Фрагмент страницы:
Предупреждаю читателя, что к сочинению этих записок я не имею
никакого отношения и достались они мне при весьма странных и печальных
обстоятельствах
(это замечание могло в случае необходимости, при случайном опознании или обвинении в очернительстве, прикрыть истинное авторство М.А.Булгакова и переключить внимание неграмотных цензоров на поиск заказчика, коим вполне могло оказаться самое влиятельное в СССР лицо).
Как раз в день самоубийства
(эта запись отправляла обвинителей в поиски автора на тот свет)
Сергея Леонтьевича Максудова, которое произошло в Киеве весною прошлого года, я получил посланную самоубийцей заблаговременно толстейшую бандероль и письмо.

Исходные данные:
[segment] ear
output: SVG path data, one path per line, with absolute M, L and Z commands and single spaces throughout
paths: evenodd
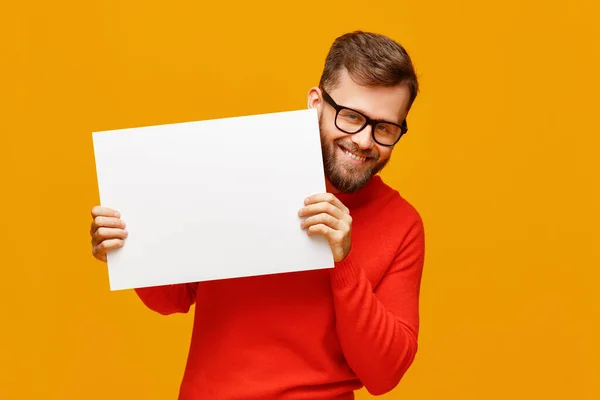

Порядок работы:
1: Перепишите из фрагмента страницы без изменений часть, которая начинается со слов «Предупреждаю читателя, что» и заканчивается словами «бандероль и письмо.».
2: Ответьте на вопросы по фрагменту страницы.
(a) Как звали самоубийцу?
(b) В каком городе произошло самоубийство?
(c) Что было получено в день самоубийства?
3: Определите, соответствуют ли утверждения фрагменту страницы. Ответьте «да» или «нет» и приведите решающие слова из текста.
(a) Самоубийство произошло весной прошлого года.
(b) Рассказчик сам сочинил эти записки.
(c) Бандероль была отправлена уже после самоубийства.
Опирайтесь только на фрагмент страницы.

Результаты:
1:
Предупреждаю читателя, что к сочинению этих записок я не имею
никакого отношения и достались они мне при весьма странных и печальных
обстоятельствах
(это замечание могло в случае необходимости, при случайном опознании или обвинении в очернительстве, прикрыть истинное авторство М.А.Булгакова и переключить внимание неграмотных цензоров на поиск заказчика, коим вполне могло оказаться самое влиятельное в СССР лицо).
Как раз в день самоубийства
(эта запись отправляла обвинителей в поиски автора на тот свет)
Сергея Леонтьевича Максудова, которое произошло в Киеве весною прошлого года, я получил посланную самоубийцей заблаговременно толстейшую бандероль и письмо.

2:
(a) Сергей Леонтьевич Максудов.
(b) В Киеве.
(c) Толстейшая бандероль и письмо.

3:
(a) Да: «которое произошло в Киеве весною прошлого года».
(b) Нет: «к сочинению этих записок я не имею никакого отношения».
(c) Нет: «посланную самоубийцей заблаговременно».